--- Start of DATA ---

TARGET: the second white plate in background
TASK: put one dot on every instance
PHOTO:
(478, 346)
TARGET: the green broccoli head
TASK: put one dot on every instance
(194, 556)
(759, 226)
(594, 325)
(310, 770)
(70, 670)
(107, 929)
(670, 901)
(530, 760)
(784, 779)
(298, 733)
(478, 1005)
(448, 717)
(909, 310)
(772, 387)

--- End of DATA ---

Please write out every line of the data above without changing anything.

EXERCISE ANSWER
TARGET: the second white plate in background
TASK: put one dot on every instance
PHOTO:
(478, 346)
TARGET: the green broccoli head
TASK: put one dot on every instance
(194, 556)
(759, 226)
(594, 325)
(310, 770)
(70, 670)
(107, 929)
(670, 901)
(530, 760)
(784, 779)
(298, 733)
(478, 1005)
(448, 717)
(909, 310)
(772, 387)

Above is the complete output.